• Problem statement: What is needed is a faithful copy of all the records.

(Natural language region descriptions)
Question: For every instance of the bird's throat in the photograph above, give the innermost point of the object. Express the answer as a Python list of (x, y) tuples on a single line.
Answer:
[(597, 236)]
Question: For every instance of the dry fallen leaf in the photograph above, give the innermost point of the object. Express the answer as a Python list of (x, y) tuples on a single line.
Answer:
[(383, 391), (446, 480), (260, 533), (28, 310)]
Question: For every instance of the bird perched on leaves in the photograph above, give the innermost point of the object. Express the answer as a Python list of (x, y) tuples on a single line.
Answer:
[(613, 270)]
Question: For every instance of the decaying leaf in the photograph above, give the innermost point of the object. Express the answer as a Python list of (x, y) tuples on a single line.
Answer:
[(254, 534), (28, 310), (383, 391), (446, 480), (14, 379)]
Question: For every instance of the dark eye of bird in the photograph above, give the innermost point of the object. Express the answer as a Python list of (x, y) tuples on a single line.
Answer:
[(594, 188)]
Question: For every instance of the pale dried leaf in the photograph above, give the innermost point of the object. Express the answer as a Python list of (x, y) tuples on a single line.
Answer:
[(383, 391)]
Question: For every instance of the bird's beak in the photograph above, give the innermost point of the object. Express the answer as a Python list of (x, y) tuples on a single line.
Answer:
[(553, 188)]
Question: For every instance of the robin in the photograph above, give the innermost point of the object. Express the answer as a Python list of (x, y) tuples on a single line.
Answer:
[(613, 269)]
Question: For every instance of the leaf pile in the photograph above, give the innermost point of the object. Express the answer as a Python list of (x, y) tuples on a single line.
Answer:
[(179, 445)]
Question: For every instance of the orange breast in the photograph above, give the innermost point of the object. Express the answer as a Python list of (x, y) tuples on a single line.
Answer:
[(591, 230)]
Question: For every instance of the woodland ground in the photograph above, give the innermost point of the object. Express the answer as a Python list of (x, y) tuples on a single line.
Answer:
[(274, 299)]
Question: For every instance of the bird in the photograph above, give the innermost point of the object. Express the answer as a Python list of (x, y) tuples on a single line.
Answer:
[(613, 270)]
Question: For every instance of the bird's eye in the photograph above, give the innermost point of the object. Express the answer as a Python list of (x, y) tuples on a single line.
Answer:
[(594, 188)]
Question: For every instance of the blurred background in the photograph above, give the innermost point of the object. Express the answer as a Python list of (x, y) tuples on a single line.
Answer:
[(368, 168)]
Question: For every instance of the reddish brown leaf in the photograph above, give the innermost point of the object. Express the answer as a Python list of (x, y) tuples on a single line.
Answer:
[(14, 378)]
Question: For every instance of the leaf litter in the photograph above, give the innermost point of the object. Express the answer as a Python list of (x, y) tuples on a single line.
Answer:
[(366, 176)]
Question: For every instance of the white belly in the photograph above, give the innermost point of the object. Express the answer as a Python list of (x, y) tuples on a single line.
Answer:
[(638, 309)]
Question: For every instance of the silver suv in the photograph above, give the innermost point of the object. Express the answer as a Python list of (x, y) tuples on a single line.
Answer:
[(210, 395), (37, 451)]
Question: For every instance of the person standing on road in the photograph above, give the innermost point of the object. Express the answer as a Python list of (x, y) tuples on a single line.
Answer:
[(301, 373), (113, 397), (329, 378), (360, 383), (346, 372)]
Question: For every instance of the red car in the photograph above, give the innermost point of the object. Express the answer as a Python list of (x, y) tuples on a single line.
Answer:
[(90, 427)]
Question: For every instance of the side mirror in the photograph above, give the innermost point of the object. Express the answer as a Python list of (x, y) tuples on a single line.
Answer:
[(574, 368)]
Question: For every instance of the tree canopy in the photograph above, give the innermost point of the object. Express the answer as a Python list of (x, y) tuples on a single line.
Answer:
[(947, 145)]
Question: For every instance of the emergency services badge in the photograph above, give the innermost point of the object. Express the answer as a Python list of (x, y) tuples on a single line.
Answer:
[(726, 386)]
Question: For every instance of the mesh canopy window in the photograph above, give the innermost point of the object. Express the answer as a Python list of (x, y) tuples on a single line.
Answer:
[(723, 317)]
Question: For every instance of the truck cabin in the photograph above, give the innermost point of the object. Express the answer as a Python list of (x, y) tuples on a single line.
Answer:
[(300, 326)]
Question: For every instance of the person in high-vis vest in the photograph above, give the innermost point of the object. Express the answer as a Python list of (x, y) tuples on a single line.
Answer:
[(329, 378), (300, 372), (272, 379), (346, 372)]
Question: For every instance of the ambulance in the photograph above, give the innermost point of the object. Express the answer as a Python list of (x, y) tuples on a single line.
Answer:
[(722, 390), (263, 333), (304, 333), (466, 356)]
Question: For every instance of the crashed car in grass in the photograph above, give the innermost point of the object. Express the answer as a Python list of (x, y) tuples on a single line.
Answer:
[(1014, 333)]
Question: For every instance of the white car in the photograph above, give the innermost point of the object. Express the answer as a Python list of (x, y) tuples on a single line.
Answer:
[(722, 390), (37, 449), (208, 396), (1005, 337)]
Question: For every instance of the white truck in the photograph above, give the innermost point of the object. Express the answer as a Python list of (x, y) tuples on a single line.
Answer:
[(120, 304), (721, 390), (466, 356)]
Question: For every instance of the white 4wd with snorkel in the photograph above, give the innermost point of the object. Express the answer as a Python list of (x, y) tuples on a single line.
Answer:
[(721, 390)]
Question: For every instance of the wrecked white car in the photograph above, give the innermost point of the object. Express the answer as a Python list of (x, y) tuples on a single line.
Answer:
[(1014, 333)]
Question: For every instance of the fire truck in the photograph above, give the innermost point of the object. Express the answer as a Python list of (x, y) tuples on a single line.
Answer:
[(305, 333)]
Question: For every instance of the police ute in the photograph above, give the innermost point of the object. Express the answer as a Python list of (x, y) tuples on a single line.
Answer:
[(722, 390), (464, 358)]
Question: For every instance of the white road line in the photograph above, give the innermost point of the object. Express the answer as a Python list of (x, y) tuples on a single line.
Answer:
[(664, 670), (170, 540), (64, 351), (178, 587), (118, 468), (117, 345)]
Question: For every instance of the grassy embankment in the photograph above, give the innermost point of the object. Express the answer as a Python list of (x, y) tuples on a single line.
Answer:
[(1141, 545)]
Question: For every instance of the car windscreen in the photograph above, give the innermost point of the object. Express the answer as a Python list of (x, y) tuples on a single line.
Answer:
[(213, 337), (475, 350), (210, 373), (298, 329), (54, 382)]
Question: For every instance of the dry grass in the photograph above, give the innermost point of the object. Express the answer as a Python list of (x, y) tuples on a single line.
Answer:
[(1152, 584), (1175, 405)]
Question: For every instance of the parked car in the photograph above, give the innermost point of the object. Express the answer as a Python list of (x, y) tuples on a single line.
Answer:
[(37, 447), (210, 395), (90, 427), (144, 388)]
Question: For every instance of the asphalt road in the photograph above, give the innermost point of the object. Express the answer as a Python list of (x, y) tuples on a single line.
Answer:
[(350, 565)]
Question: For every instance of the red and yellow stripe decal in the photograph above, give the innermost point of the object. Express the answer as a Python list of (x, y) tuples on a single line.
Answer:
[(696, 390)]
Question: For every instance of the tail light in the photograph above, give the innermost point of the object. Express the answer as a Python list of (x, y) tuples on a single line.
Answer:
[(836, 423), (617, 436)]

• Task response:
Question: For every instance of the bird's throat in the photograph above, give the innermost point of the object. Express the answer as a Python list of (x, y) tuples on a single line.
Answer:
[(597, 236)]
Question: For every instance of the dry fallen leaf in the photograph above, give the innermost point of the object. Express the answer as a Python list of (x, y) tuples on a single line.
Answer:
[(383, 391), (446, 480), (260, 533), (28, 310)]
Question: For every instance of the bird perched on leaves in the photograph above, give the innermost point of the object. Express the answer as a Python list of (x, y) tuples on a single line.
Answer:
[(613, 270)]
Question: For every instance of the decaying leaf in the photograph above, give the innermost point of the object. Express the answer as a Python list of (x, y) tuples on a single line.
Answer:
[(254, 534), (28, 310), (383, 391), (446, 480), (14, 379)]
Question: For every instance of the dark eye of bird in the photograph above, give the innermost point of the object. Express the answer as a Python list of (x, y) tuples on a single line.
Answer:
[(594, 188)]
Question: For every instance of the pale dried leaf in the photograph above, give the innermost point of the object. Express the answer as a Python list of (x, y) tuples on a single line.
Answer:
[(383, 391)]
Question: For every instance of the bird's beak in the photograph above, give the innermost point of the object. Express the answer as a Python list of (x, y) tuples on a single line.
Answer:
[(553, 188)]
Question: For every instance of the robin in the photograph above, give the innermost point of the object. Express the answer as a Python list of (x, y) tuples on a single line.
Answer:
[(613, 269)]
Question: For every instance of the leaf pile in the photograph above, give the innermost point of the object. Express the answer as a Python list of (x, y) tuples on a single line.
Answer:
[(179, 445)]
Question: For every instance of the orange breast in the photograph above, give the innermost point of the object. Express the answer as a Python list of (x, y) tuples on a single line.
Answer:
[(591, 230)]
Question: For every instance of the woodland ground in the photograph above, give the innermost point of the object. Express the answer as a Python list of (x, y) tuples on a single line.
Answer:
[(274, 299)]
Question: For every instance of the bird in the photograph above, give the innermost point of the object. Express the answer as a Python list of (x, y) tuples on a single line.
Answer:
[(613, 270)]
Question: For every instance of the bird's eye in the photograph above, give the innermost point of the object. Express the answer as a Python list of (x, y) tuples on a single line.
Answer:
[(594, 188)]
Question: For every instance of the blurred background in the photograph above, give the innermost point of the object. Express the answer as a Python list of (x, y) tuples on a single line.
Answer:
[(368, 168)]
Question: For every instance of the reddish brown leaf in the photograph above, give the innermost point of the object. Express the answer as a Python list of (x, y) tuples on a single line.
Answer:
[(14, 378)]
Question: For every instance of the leaf litter in the photograph above, give the innermost point of the object. Express the answer as a Python list of (x, y) tuples on a single line.
Answer:
[(366, 176)]
Question: For every instance of the white belly in the photograph above, give the innermost point of the object. Express the answer as a Python list of (x, y) tuples on a single line.
Answer:
[(638, 309)]
Question: For every instance of the silver suv in the photograph above, give the innermost point of the object. Express the answer as a Python list of (x, y) tuples on a single line.
Answer:
[(210, 395), (37, 451)]
Question: For every instance of the person standing on road in the photograph above, give the innermost point of the object. Express the answer as a Python list of (x, y) tuples on a single line.
Answer:
[(301, 373), (113, 397), (329, 378), (360, 383), (346, 372)]
Question: For every instance of the red car in the photograph above, give the innermost point of the object. Express the answer as a Python list of (x, y) tuples on a single line.
Answer:
[(90, 427)]
Question: For every instance of the side mirror in the photograph above, give the innermost point of the object. Express the answer as a Python list of (x, y) tuples on a single line.
Answer:
[(574, 368)]
Question: For every instance of the tree canopy in the photograph above, give the innermost point of the object. Express the answer as a Python list of (x, y) tuples on a single line.
Answer:
[(947, 145)]
Question: For every instance of the emergency services badge in the photograph above, give the innermost point of the object. Express the answer as a Python list of (x, y) tuples on a single line.
Answer:
[(726, 386)]
Question: For every instance of the mesh canopy window in the photograph above, give the innermost point of the object. Express the answer as a Python list of (x, y) tuples on a single line.
Answer:
[(723, 317)]
Question: For every instance of the truck cabin in the photograph above, give the innermost point of the object. Express the answer as a Python list of (x, y) tuples on a single line.
Answer:
[(300, 326)]
Question: For every instance of the person in high-vis vest in the photograph above, give the innermost point of the object. Express the answer as a Python list of (x, y) tuples on a single line.
Answer:
[(329, 378), (300, 372), (272, 379), (346, 372)]
Question: For every instance of the ambulance in the photograph above, give the innermost point of the object. Express the answer as a Python list of (x, y) tuples on a single line.
Answer:
[(722, 390), (263, 333), (304, 333), (466, 356)]
Question: For every instance of the crashed car in grass in the photograph above, give the innermost point of the object. Express the answer as a Python list of (x, y) tuples on a single line.
Answer:
[(1014, 333)]
Question: For every instance of the white car in the photograph above, give the innermost point of the object. Express the answer as a Python list of (x, y) tuples on a single line.
Answer:
[(722, 390), (37, 449), (208, 396), (1005, 337)]
Question: For every instance of the white truck in the photograph above, give the innermost point of the object. Express the answer as a Python list of (x, y) tuples on a single line.
Answer:
[(120, 304), (721, 390), (466, 356)]
Question: For every instance of the white 4wd with snorkel in the photograph above, give the innermost point of the object. Express the answer as a Python list of (x, y) tuples on a single line.
Answer:
[(721, 390)]
Question: For every instance of the wrecked white car in the photograph above, give the innermost point of the object. Express the answer as a Python list of (x, y) tuples on a single line.
Answer:
[(1014, 333)]
Question: For every instance of the fire truck in the photograph above, give the innermost point of the object. Express the answer as a Python list of (x, y) tuples on a single line.
Answer:
[(305, 333)]
Question: For every instance of the police ute in the photograph above, give the innermost point of the object. Express the answer as a Python list of (x, y) tuples on a single line.
Answer:
[(722, 390), (464, 358)]
Question: For every instance of the white road line in the photograph above, give the innermost point of the object. Express the answer as a Python list of (x, y) tuples on a single line.
Answer:
[(664, 670), (170, 540), (64, 351), (178, 587), (118, 468), (117, 345)]
Question: For every instance of the grassy embankment in the photograph above, give the innermost point of the object. Express the answer as a Python list of (x, y) tuples on a single line.
Answer:
[(1141, 545)]
Question: For every instance of the car windscreen in the photograph above, give the innermost point of the object. Express the answer as a Python list of (x, y) tuples on a single line.
Answer:
[(213, 337), (475, 350), (210, 373), (298, 329), (54, 382)]
Question: For every instance of the dry grass in the photograph above, give the innermost point of the object. Express the answer as a Python list of (x, y) tuples on a single line.
Answer:
[(1152, 584), (1175, 405)]
Question: For every instance of the parked car in the photograph above, give the innermost point of the object. Express the answer as a Python list of (x, y) tuples on a single line.
Answer:
[(37, 447), (210, 395), (90, 427), (144, 388)]
Question: For every instance of the asphalt road in the photograph above, give the innermost point of the object. Express the answer as a Python list of (x, y) tuples on a single line.
Answer:
[(350, 565)]
Question: For every instance of the red and yellow stripe decal in the photograph above, give the innermost point of the object. Express the answer as a Python list of (x, y) tuples on a single line.
Answer:
[(696, 390)]
Question: For every instance of the tail light in the photograph above, give the innermost point of the object. Express the answer as a Python list of (x, y) tuples on a single line.
Answer:
[(836, 423), (617, 436)]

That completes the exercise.